● **SET EXERCISE 1**: Could you extract the full passage on police conduct below, word for word?

● **TEXT**:
While one officer takes the lead, identifies the people present and establishes the situation, his partner should attentively concern himself with personal security aspects. Lively gesticulation should be avoided, as one often finds that the person against whom police action is being taken may behave in the same way or similarly, which frequently increases his aggression. The conversation should be sensitive but direct and to the point. Whatever the situation a police officer attends, he has a duty to perform. Accordingly he takes the lead during the dialogue and specifies what is to happen next.

The ideal profile of today’s police officer is that of a polite, pleasant superhuman who is trained in psychology, professional aspects and effective speaking, is always there when needed, responds sensitively and above all deescalates matters even in the most difficult situation. Naturally such a police officer is against any form of violence, and therefore not a “thug“.

Presumably because of the social environment I have already described, there has been a definite decline in respect and minimum levels of politeness towards uniformed police officers in my precinct (and this is not just confined to my profession). Indifference, abuse, insults and provocative behaviour are part of the daily routine for us. There is now a definite attitude that only the law of the jungle usually counts (“an eye for an eye, a tooth for a tooth”, or ”do as you are done by”).

● **SET EXERCISE 2**: Can you switch "chef hat" to "cook's cap" in the listing below, keep everything else unchanged, and omit the pictures?

[Records taken from a collection]

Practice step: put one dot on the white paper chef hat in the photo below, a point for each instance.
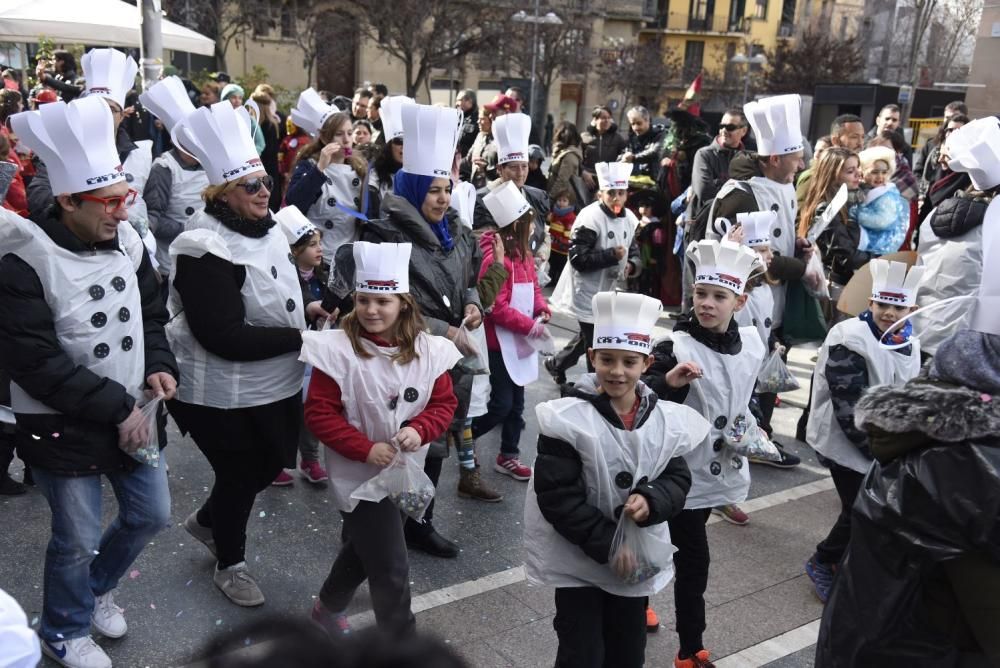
(382, 269)
(76, 141)
(389, 112)
(893, 284)
(293, 223)
(431, 135)
(975, 148)
(776, 124)
(219, 137)
(506, 204)
(757, 227)
(310, 112)
(511, 132)
(109, 73)
(168, 100)
(625, 321)
(613, 175)
(724, 263)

● **EXERCISE OUTPUT 1**:
While one officer takes the lead, identifies the people present and establishes the situation, his partner should attentively concern himself with personal security aspects. Lively gesticulation should be avoided, as one often finds that the person against whom police action is being taken may behave in the same way or similarly, which frequently increases his aggression. The conversation should be sensitive but direct and to the point. Whatever the situation a police officer attends, he has a duty to perform. Accordingly he takes the lead during the dialogue and specifies what is to happen next.

The ideal profile of today’s police officer is that of a polite, pleasant superhuman who is trained in psychology, professional aspects and effective speaking, is always there when needed, responds sensitively and above all deescalates matters even in the most difficult situation. Naturally such a police officer is against any form of violence, and therefore not a “thug“.

Presumably because of the social environment I have already described, there has been a definite decline in respect and minimum levels of politeness towards uniformed police officers in my precinct (and this is not just confined to my profession). Indifference, abuse, insults and provocative behaviour are part of the daily routine for us. There is now a definite attitude that only the law of the jungle usually counts (“an eye for an eye, a tooth for a tooth”, or ”do as you are done by”).

● **EXERCISE OUTPUT 2**:
Practice step: put one dot on the white paper cook's cap in the photo below, a point for each instance.
(382, 269)
(76, 141)
(389, 112)
(893, 284)
(293, 223)
(431, 135)
(975, 148)
(776, 124)
(219, 137)
(506, 204)
(757, 227)
(310, 112)
(511, 132)
(109, 73)
(168, 100)
(625, 321)
(613, 175)
(724, 263)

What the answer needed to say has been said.